List every line of the data below that contains the word "kitchen", and note that case counts when matching it.

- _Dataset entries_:
..........

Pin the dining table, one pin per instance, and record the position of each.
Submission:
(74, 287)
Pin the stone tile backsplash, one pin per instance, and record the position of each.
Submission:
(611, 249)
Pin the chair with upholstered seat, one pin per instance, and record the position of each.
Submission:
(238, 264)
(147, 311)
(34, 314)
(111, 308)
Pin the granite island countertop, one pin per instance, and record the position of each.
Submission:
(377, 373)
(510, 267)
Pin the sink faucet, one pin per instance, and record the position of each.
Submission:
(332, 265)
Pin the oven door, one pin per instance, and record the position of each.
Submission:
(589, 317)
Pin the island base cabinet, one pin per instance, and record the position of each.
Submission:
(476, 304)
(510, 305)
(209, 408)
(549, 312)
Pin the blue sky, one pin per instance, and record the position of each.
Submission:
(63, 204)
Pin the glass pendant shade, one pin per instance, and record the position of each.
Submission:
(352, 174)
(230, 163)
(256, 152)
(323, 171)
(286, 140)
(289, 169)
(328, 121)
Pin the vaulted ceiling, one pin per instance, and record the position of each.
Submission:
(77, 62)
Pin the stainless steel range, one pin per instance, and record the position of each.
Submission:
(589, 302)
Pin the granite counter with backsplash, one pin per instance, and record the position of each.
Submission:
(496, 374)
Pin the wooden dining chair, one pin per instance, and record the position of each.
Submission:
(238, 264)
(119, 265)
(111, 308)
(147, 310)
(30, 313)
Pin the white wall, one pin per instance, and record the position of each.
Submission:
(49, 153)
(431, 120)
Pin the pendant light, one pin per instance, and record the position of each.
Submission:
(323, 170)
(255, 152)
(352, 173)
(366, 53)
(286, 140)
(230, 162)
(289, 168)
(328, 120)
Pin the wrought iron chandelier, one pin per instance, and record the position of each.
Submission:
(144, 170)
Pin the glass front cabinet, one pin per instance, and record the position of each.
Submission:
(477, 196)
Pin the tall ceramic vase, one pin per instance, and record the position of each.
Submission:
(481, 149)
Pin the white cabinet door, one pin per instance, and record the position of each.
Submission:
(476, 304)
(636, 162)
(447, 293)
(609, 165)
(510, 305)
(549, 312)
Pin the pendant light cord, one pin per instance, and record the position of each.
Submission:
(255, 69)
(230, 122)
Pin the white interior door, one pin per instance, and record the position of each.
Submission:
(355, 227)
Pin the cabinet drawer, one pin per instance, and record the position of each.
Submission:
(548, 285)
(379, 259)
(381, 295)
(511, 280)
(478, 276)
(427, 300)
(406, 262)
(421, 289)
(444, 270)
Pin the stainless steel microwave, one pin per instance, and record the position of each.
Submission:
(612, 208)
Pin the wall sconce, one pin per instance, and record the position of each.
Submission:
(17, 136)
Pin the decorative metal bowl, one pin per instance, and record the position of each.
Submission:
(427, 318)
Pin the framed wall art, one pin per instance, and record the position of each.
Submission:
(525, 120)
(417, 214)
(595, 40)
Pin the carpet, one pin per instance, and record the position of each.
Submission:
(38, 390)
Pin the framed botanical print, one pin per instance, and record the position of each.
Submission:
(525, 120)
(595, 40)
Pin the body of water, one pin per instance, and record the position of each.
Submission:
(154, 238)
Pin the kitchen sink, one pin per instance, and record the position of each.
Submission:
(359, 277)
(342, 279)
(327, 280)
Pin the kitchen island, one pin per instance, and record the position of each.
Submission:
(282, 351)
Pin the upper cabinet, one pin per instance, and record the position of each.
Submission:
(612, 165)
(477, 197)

..........

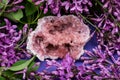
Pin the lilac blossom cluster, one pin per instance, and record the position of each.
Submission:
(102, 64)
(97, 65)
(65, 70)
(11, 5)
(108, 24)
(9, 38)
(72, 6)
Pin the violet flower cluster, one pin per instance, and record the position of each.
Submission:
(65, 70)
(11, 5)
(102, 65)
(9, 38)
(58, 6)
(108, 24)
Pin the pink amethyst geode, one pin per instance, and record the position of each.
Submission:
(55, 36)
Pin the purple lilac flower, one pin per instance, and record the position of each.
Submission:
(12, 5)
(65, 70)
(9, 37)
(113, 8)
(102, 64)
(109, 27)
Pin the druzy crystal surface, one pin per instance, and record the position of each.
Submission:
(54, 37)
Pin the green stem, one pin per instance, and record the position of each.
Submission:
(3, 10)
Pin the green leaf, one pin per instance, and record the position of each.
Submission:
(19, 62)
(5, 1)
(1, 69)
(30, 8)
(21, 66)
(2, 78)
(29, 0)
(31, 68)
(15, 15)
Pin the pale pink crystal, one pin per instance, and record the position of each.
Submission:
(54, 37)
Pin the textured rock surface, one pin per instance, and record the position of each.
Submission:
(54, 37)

..........

- _Task response_:
Pin the kitchen sink, one pin per instance, and record the position of each.
Pin the kitchen island, one pin per instance, and record the position of each.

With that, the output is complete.